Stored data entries
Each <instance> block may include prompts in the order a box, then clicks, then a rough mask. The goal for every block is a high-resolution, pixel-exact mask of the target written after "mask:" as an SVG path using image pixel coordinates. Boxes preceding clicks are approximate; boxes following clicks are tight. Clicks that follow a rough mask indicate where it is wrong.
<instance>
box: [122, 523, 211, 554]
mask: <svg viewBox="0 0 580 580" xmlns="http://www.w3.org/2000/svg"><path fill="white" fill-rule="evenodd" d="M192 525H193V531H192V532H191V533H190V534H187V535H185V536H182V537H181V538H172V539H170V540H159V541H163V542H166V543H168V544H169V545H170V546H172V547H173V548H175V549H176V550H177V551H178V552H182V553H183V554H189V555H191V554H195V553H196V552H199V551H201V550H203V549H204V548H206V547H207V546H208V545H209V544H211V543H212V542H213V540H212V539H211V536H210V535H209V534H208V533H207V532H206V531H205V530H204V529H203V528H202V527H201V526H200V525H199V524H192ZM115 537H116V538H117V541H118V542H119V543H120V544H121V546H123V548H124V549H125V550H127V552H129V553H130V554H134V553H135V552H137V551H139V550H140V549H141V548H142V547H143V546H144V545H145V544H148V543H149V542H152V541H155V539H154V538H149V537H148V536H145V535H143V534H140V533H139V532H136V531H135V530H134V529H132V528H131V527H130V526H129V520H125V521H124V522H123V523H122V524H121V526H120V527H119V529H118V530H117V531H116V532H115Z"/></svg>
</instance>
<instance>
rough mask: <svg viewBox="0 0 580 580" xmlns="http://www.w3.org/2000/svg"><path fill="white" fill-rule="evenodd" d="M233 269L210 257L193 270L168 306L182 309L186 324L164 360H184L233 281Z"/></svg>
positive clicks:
...
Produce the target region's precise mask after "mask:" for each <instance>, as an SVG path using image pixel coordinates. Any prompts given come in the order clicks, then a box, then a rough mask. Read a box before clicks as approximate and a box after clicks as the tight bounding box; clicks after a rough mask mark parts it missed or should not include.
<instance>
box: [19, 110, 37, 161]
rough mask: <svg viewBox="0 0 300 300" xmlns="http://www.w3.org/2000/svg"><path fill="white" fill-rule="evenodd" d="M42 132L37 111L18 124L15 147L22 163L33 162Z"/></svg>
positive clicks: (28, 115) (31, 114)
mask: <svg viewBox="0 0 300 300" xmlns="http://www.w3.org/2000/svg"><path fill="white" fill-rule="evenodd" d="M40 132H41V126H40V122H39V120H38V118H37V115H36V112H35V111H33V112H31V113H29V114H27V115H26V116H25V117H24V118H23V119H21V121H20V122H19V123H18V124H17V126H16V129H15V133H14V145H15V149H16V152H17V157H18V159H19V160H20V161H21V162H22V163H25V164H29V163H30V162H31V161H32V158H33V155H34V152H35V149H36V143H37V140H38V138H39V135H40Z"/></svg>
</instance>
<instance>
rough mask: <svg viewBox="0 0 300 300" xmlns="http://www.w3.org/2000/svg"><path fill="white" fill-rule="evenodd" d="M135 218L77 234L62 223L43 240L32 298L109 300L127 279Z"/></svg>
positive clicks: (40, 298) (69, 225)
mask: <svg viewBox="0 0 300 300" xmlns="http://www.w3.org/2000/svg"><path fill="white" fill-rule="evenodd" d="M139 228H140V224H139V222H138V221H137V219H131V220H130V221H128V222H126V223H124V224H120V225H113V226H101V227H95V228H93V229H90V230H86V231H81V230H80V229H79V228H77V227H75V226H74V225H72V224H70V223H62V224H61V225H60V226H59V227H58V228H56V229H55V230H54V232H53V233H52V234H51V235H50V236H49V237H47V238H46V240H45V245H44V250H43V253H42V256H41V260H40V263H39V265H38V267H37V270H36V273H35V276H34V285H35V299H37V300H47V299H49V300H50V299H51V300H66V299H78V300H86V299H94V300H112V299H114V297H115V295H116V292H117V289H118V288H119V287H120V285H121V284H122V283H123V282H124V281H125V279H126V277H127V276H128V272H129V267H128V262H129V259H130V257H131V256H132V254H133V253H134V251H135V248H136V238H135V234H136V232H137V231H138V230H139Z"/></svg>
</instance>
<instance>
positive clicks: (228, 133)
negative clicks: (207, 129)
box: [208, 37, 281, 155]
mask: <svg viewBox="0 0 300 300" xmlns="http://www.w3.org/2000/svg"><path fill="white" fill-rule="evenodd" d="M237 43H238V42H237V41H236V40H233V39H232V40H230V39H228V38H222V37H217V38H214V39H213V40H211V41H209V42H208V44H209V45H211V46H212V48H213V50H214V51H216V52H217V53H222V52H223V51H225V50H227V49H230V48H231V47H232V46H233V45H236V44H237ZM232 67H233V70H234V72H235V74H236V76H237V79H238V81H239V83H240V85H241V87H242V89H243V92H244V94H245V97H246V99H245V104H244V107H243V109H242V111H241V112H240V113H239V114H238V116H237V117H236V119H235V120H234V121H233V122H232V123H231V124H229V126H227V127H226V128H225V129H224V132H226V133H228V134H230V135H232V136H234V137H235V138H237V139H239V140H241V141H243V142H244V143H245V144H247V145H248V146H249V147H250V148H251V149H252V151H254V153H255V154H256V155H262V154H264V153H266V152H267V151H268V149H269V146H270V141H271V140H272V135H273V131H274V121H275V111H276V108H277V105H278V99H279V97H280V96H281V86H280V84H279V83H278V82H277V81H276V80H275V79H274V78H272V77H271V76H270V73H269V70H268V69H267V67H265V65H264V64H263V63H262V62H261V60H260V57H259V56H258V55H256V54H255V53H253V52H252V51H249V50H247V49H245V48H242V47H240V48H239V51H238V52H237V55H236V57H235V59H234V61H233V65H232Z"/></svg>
* * *
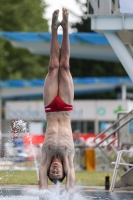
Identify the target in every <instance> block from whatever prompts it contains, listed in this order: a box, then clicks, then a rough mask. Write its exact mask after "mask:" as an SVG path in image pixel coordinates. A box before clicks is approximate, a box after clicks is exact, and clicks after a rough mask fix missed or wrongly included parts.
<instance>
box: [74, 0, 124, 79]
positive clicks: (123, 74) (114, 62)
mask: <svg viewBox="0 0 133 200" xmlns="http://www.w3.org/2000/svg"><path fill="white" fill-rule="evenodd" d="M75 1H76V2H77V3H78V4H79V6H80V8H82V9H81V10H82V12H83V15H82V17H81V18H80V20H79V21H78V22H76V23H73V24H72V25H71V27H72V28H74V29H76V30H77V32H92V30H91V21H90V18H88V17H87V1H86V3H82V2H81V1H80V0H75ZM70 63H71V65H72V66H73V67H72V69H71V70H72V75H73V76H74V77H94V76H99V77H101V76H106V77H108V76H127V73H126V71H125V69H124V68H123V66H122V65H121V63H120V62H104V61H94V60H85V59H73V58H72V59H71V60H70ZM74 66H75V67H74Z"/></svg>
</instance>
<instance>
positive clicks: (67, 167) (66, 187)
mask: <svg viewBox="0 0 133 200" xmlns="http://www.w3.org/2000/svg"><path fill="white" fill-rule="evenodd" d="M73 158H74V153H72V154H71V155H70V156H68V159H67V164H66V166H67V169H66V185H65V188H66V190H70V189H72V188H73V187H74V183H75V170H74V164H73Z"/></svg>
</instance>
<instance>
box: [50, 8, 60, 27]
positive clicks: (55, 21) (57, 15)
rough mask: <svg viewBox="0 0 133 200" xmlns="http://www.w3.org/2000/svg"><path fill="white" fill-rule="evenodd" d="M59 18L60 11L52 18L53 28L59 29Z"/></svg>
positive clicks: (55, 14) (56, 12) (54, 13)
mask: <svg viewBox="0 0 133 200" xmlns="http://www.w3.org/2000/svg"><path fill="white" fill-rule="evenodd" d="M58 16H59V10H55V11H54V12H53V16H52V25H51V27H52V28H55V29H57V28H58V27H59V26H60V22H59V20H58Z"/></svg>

■ **Required work**:
Only one thing is wanted in reply: the number of lines in the entries that hold the string "missed".

■ **Answer to the exercise**:
2